SUPPLIED PASSAGE —
-=-=-=-=-

# Dye sub blues are purple



## jan52 (Sep 18, 2007)

We just upgraded to an Epson 1400 printer with artainium inkfor dye sublimation. When we print a photo it prints excellent.The colors are correct. When we make a design for a ball shirt in Corel, and print it, it comes out purple. Whe have the ICC profiles installed that we were suppose to use with the ink. Anybody else have this problem, or any suggestions?


----------



## 8th Day (Jan 16, 2009)

jan52 said:


> We just upgraded to an Epson 1400 printer with artainium inkfor dye sublimation. When we print a photo it prints excellent.The colors are correct. When we make a design for a ball shirt in Corel, and print it, it comes out purple. Whe have the ICC profiles installed that we were suppose to use with the ink. Anybody else have this problem, or any suggestions?


It shows up purple on the printed sheet or after sublimation? Some deep blues look purplish on the paper before sublimating.


----------



## BGSSUB (Oct 17, 2008)

Blues are the most notorious for matching a given sample and for results similar to a printed version. Over the couple of years I've been doing sublimation, it has taken "playing" with profiles to get matches for actual navy blue, dark navy and other various shades of blue for the area schools businesses we do work for. What you see on screen and what actually transfers after exposure to heat can be two totally different colors. I have a "cheater" shirt with color swatches pressed so that I can match as closely as possible a given sample before actually pressing on the final shirts. It may look weird on screen or even on the transfer paper, but I know when I press to the shirt it will then be the correct color I was intending. I use the Sublijet ColorSure palettes, but I have also pressed various "PMS" colors to material swatches, as with the ColorSure utilities one can turn off the ColorSure matching if something doesn't quite match up.


----------



## PositiveDave (Dec 1, 2008)

Profiles are specific for inks, cloth and processing conditions, i.e. different cloths will accept dyes in different proportions and may give a different colour with the same dye, acidity for example.
Pressing for different times at different temperatures will also affect the appearance.
You need to profile for that cloth at that process condition.
If you need spot colours accurate you can also use a colour atlas.


----------



## jan52 (Sep 18, 2007)

Thanks to both answers. We are trying to get royal blue. We have been printing small samples. Will keep trying. Also found our profiles weren't installed right and it wasn't using them.


----------



## PositiveDave (Dec 1, 2008)

Well that answers the question, if you use a profile - is it OK?


----------

-=-=-=-=-

GIVEN PROBLEM 1 —
Identify every line in the rows below that contains the string "deck", matching case exactly, and copy each such line.

[Dataset items]
-=-=-=-=-

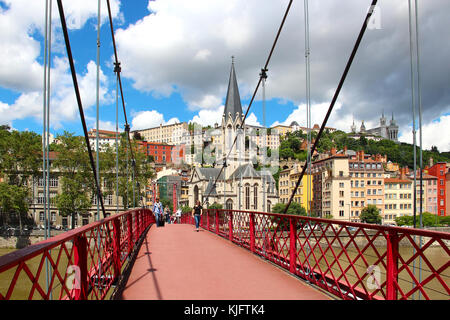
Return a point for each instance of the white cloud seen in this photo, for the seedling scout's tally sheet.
(63, 104)
(318, 113)
(20, 51)
(185, 47)
(209, 117)
(252, 120)
(149, 119)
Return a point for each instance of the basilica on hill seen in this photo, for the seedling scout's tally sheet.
(233, 182)
(384, 131)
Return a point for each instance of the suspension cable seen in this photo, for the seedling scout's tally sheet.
(117, 64)
(80, 106)
(336, 95)
(254, 95)
(118, 70)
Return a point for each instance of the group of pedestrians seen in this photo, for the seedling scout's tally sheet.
(163, 215)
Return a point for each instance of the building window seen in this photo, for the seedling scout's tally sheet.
(247, 197)
(255, 196)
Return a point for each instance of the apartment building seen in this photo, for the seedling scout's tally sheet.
(105, 139)
(36, 206)
(331, 187)
(170, 134)
(367, 187)
(429, 193)
(439, 170)
(161, 153)
(286, 184)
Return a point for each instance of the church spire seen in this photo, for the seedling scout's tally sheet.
(233, 101)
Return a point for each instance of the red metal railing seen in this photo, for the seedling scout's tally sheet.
(349, 260)
(84, 263)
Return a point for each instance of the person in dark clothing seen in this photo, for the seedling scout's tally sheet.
(197, 211)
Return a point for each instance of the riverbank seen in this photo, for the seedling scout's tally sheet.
(19, 241)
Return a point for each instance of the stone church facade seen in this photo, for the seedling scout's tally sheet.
(232, 181)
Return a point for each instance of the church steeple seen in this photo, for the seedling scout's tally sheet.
(233, 105)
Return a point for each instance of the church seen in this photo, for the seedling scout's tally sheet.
(232, 181)
(384, 131)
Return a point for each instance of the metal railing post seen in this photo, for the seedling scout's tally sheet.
(230, 226)
(392, 255)
(130, 232)
(292, 245)
(137, 224)
(217, 221)
(80, 260)
(252, 232)
(116, 247)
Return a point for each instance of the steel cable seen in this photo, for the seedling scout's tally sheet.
(261, 77)
(336, 95)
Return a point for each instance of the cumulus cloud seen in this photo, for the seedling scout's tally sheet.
(149, 119)
(430, 132)
(63, 104)
(209, 117)
(185, 47)
(21, 25)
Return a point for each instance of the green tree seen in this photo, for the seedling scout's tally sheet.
(295, 208)
(186, 209)
(20, 159)
(13, 204)
(77, 181)
(371, 214)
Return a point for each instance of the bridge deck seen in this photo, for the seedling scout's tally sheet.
(177, 263)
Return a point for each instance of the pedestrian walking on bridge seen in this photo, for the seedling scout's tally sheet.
(196, 212)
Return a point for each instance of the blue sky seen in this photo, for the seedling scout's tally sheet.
(176, 58)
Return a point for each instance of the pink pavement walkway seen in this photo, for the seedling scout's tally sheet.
(177, 263)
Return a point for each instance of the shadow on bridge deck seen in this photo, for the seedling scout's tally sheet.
(177, 263)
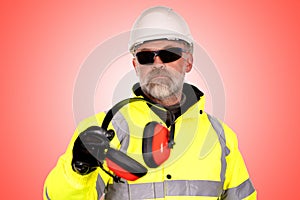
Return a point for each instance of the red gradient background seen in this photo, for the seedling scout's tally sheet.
(254, 44)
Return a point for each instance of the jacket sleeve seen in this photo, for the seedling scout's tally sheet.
(63, 183)
(237, 184)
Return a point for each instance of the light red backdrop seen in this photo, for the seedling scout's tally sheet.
(254, 44)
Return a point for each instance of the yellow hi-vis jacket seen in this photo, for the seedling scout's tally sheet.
(205, 162)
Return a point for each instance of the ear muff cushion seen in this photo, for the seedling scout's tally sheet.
(155, 144)
(124, 166)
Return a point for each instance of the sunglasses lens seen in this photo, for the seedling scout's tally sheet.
(145, 57)
(166, 55)
(170, 55)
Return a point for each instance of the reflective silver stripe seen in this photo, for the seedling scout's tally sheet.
(122, 130)
(242, 191)
(194, 188)
(221, 135)
(47, 196)
(162, 189)
(100, 186)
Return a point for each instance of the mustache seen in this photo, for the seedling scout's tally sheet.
(158, 72)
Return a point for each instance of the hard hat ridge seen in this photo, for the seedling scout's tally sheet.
(158, 23)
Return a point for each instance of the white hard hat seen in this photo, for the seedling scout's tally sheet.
(159, 23)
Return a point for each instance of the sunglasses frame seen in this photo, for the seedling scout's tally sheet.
(158, 52)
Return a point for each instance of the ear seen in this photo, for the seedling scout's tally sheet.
(189, 63)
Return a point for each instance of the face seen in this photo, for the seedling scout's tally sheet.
(160, 79)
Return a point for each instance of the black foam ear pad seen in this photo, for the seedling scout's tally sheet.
(124, 166)
(155, 144)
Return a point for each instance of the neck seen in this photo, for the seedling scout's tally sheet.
(167, 101)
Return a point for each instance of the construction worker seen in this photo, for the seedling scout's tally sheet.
(199, 156)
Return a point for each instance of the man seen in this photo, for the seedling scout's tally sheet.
(203, 161)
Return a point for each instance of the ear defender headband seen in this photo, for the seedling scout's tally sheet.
(157, 139)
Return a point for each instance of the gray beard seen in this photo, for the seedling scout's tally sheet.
(162, 88)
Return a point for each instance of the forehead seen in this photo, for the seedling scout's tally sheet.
(159, 44)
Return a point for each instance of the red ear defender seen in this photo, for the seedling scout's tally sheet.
(155, 147)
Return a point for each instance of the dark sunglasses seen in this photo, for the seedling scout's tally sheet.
(166, 55)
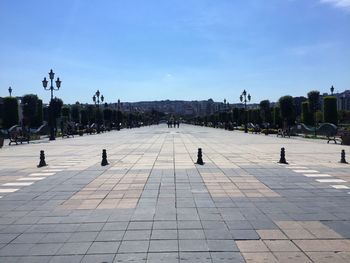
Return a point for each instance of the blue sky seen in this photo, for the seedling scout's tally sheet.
(175, 49)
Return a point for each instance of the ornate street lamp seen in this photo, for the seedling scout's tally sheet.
(244, 99)
(96, 98)
(51, 88)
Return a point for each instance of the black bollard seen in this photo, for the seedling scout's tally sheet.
(104, 158)
(342, 159)
(199, 157)
(42, 162)
(283, 156)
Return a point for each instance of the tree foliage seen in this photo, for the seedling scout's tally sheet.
(306, 115)
(286, 105)
(10, 107)
(314, 98)
(30, 108)
(330, 113)
(265, 111)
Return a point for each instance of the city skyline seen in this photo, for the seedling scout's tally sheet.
(197, 50)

-=-=-=-=-

GIVEN PROBLEM 2 —
According to the dye sublimation thread, what did jan52 discover about the ICC profiles?

OUTPUT 1 —
Return a point for each instance of the bridge deck seen in this photo, for the seedling scout's tally sheet.
Return a point for each instance of the shadow on bridge deck seen in this photo, for the seedling scout's tally sheet.

OUTPUT 2 —
The profiles weren't installed correctly, so they weren't being used.